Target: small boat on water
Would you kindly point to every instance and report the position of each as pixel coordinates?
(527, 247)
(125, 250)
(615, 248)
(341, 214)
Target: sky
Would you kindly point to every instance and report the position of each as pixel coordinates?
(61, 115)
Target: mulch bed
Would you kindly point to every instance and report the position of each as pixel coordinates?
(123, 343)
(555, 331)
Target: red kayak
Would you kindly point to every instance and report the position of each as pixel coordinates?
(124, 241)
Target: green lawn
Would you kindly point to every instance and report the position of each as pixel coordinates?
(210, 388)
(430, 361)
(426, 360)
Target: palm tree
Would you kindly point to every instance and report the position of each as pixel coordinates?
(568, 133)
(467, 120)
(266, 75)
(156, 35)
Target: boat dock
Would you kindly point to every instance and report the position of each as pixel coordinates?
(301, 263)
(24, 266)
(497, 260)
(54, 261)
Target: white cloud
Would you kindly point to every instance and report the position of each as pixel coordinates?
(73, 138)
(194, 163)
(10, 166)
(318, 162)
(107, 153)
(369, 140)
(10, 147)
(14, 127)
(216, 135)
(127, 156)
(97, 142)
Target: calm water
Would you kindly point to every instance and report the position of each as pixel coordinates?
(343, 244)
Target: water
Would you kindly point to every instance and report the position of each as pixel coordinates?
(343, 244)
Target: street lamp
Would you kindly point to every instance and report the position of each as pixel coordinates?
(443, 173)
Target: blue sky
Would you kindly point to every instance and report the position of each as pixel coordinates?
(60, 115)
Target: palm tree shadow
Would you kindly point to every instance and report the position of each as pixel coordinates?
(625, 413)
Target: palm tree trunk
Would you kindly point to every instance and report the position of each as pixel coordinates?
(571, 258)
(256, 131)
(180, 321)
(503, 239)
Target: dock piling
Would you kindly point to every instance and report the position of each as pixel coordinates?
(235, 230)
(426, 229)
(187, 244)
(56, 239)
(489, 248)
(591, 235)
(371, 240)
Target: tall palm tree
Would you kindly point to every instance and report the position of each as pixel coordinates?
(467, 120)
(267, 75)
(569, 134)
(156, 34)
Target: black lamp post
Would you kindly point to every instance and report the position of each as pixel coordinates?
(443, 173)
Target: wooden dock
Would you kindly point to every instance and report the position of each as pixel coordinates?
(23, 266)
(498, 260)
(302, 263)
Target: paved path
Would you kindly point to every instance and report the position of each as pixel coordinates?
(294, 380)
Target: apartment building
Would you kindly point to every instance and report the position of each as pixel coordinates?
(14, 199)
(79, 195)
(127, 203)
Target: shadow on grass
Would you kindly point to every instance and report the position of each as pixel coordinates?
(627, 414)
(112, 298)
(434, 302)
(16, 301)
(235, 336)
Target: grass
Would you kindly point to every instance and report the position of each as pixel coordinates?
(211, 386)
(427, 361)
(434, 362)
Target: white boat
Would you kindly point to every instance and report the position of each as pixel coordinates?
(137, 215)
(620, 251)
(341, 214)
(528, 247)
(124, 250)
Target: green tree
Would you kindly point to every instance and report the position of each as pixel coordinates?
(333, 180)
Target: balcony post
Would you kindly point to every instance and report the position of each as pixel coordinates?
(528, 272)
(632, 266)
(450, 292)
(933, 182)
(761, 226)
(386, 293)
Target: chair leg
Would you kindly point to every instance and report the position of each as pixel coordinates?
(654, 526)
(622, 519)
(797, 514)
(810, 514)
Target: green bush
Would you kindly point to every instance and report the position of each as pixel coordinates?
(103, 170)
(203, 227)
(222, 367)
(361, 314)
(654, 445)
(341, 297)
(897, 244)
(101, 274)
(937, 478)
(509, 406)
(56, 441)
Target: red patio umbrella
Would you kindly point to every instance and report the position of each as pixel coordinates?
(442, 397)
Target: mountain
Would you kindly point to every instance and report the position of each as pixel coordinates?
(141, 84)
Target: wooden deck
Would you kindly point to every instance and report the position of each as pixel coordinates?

ACTIVITY: Filter the lines above, keeping each one that contains the string "green".

SOLUTION:
Target: green lawn
Target: green tree
Target: green bush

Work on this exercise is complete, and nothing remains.